* **GIVEN EXERCISE**: Only the lines from the line containing "Check that each instance of the dark" to the end of the entries should be repeated, exactly as they appear.

[Pointing and labeling entries]
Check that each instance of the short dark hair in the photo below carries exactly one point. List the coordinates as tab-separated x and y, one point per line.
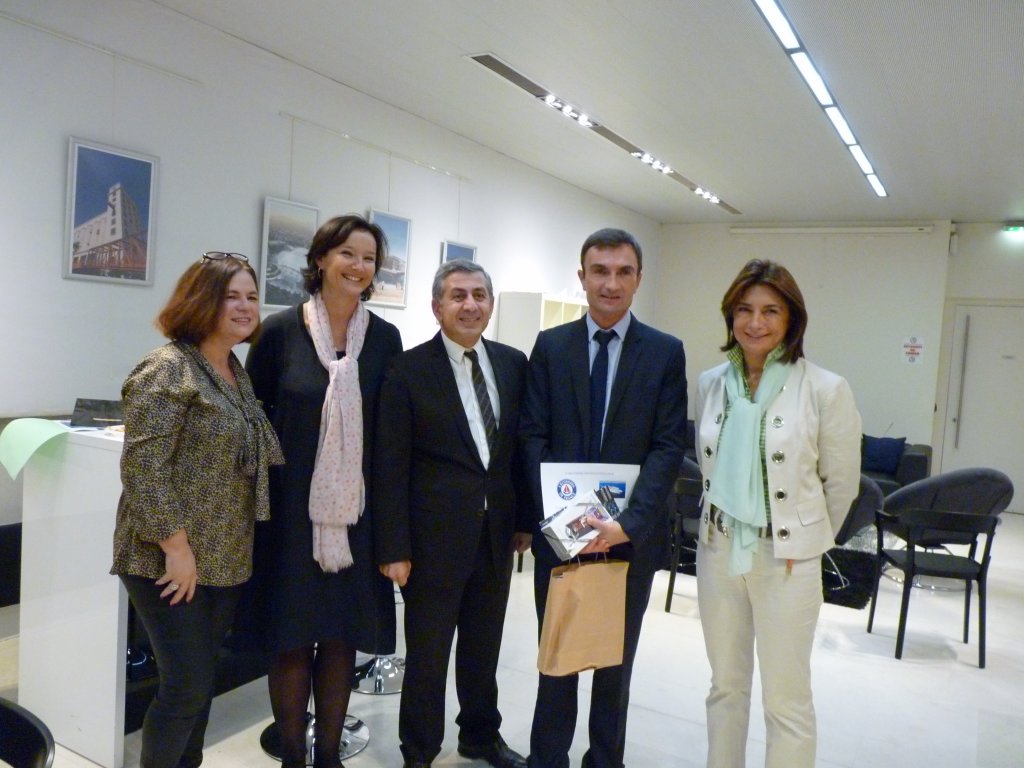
331	235
458	265
611	238
776	276
190	314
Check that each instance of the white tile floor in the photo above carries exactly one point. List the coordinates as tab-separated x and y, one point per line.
934	709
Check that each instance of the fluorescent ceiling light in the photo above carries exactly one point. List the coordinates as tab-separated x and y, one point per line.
787	37
812	78
841	125
778	23
862	161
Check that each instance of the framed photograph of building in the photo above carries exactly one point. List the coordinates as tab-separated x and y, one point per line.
453	251
111	210
288	229
389	288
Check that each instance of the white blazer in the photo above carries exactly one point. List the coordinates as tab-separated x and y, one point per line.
812	454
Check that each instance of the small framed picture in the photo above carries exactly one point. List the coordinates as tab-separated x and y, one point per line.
288	229
389	287
111	209
452	251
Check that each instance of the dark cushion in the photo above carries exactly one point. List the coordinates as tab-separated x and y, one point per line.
881	454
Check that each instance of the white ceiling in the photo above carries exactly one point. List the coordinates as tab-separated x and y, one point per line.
933	89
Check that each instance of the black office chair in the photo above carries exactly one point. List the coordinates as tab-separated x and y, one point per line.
684	506
25	739
860	516
920	527
978	491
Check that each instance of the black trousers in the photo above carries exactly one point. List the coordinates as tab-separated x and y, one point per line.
557	697
439	602
185	640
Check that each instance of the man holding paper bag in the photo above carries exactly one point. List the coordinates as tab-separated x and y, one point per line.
604	388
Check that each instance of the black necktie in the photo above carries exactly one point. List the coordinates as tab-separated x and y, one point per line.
598	391
486	412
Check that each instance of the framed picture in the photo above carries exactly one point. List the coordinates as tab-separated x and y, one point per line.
288	229
389	288
111	210
452	251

* **COMPLETE ANSWER**:
Check that each instance of the dark cushion in the photo above carries exactly one point. List the coordinates as tab-separated x and y, one point per line.
881	454
Check that each instance of the white ceiling in the photo above carries exactly one point. List the coordinates as tab-separated x and y, one point per line.
933	89
Check that each instance of the black office chair in the photo above carries exactly one point. List the coordinates as tab-separated x and y, one point per line.
684	506
25	739
860	516
920	527
978	491
Check that each instance of the black trousers in the photo above carries exactly one point. List the coordinates as tab-separated x and y, one point per line.
557	697
439	602
185	640
Check that each instance of the man holding paper bag in the photo above carries exactly one point. List the coordinates as tab-separated x and y, one point per line.
604	388
Check that each instance of the black necktie in the photo above carries exactly one point. List the coordinates as tab-separated x and y, one point per line.
598	391
486	412
Check that each instance of the framed picture in the photo above carries exactly one point. List the coordinates as tab-separated x and y, one point per line.
288	229
389	288
111	210
452	251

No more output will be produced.